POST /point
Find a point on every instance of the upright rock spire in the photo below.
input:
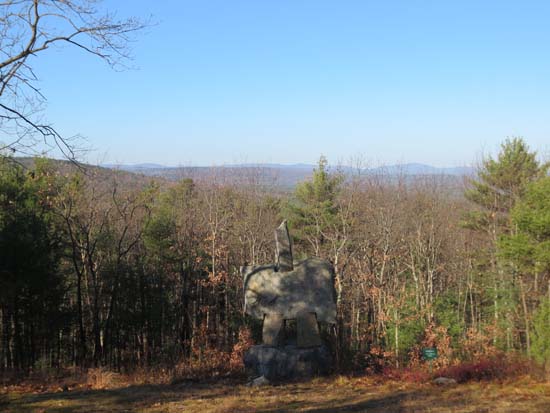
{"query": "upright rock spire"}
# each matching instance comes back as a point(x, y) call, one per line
point(284, 248)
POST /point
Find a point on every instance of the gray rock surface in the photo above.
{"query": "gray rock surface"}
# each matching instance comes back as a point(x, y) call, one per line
point(283, 244)
point(309, 288)
point(444, 381)
point(288, 362)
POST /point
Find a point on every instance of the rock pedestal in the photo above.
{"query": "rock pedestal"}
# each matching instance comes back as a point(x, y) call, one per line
point(287, 362)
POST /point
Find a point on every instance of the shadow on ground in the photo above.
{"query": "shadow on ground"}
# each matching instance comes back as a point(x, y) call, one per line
point(322, 397)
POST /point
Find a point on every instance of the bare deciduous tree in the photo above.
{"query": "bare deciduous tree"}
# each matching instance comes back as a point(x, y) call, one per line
point(27, 29)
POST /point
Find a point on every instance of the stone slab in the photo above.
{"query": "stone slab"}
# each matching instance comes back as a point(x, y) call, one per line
point(309, 288)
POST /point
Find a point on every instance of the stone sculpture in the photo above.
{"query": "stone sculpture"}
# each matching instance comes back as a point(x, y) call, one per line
point(289, 291)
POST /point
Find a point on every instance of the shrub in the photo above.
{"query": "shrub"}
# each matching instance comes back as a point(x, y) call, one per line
point(491, 368)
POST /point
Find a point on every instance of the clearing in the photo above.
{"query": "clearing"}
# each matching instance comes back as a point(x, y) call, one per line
point(333, 394)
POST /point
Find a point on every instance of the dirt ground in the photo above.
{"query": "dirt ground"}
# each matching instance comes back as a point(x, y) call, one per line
point(334, 394)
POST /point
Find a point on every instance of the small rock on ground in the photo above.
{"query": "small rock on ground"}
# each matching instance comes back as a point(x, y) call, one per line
point(444, 381)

● GIVEN EXERCISE
Rewrite every line of the data above as a Markdown table with the columns Row and Line. Put a row number in the first column, skip blank lines, and leave out the pictures.

● EXERCISE SOLUTION
| Row | Line |
|---|---|
| 1 | POST /point |
| 2 | Find a point on every instance of the upright rock spire in the photo below. |
| 3 | input: |
| 4 | {"query": "upright rock spire"} |
| 5 | # each matching instance comes back as a point(x, y) call, one per line |
| 6 | point(284, 248) |
| 7 | POST /point |
| 8 | Find a point on every instance of the gray rock surface in the photo above. |
| 9 | {"query": "gray rock surface"} |
| 10 | # each matching instance comes back as a point(x, y) call, one per line |
| 11 | point(283, 244) |
| 12 | point(309, 288) |
| 13 | point(444, 381) |
| 14 | point(288, 362) |
| 15 | POST /point |
| 16 | Find a point on every instance of the rock pedestal in the photo above. |
| 17 | {"query": "rock pedestal"} |
| 18 | # each matching instance comes back as a point(x, y) call, one per line |
| 19 | point(287, 362) |
| 20 | POST /point |
| 21 | Find a point on every instance of the shadow on ground in the photo above. |
| 22 | {"query": "shadow on ground"} |
| 23 | # each matching instance comes back as a point(x, y) call, one per line |
| 24 | point(322, 397) |
| 25 | POST /point |
| 26 | Find a point on every instance of the bare deciduous tree in the photo above. |
| 27 | {"query": "bare deciduous tree"} |
| 28 | # each matching instance comes back as a point(x, y) call, one per line |
| 29 | point(27, 29) |
| 30 | POST /point |
| 31 | Find a point on every instance of the stone slab in the photo above. |
| 32 | {"query": "stone slab"} |
| 33 | # each matching instance comes back as a point(x, y) call, one per line |
| 34 | point(309, 288) |
| 35 | POST /point |
| 36 | Find a point on every instance of the stone sculpture in the photo above. |
| 37 | {"query": "stone sculpture"} |
| 38 | # each matching instance comes back as a point(x, y) call, one per line |
| 39 | point(289, 291) |
| 40 | POST /point |
| 41 | Find a point on every instance of the shrub in the photo above. |
| 42 | {"query": "shrub"} |
| 43 | # each matching instance comes back as a point(x, y) call, one per line |
| 44 | point(491, 368) |
| 45 | POST /point |
| 46 | Find a point on every instance of the clearing in the photo above. |
| 47 | {"query": "clearing"} |
| 48 | # each matching instance comes back as a point(x, y) call, one per line |
| 49 | point(333, 394) |
| 50 | POST /point |
| 51 | Find a point on every instance of the dirt ground in the photo above. |
| 52 | {"query": "dirt ground"} |
| 53 | # each matching instance comes back as a point(x, y) call, one per line |
| 54 | point(334, 394) |
| 55 | POST /point |
| 56 | Find a point on every instance of the small rock on ground in the photo above. |
| 57 | {"query": "small rock on ground"} |
| 58 | # each matching instance comes back as a point(x, y) call, one per line |
| 59 | point(444, 381) |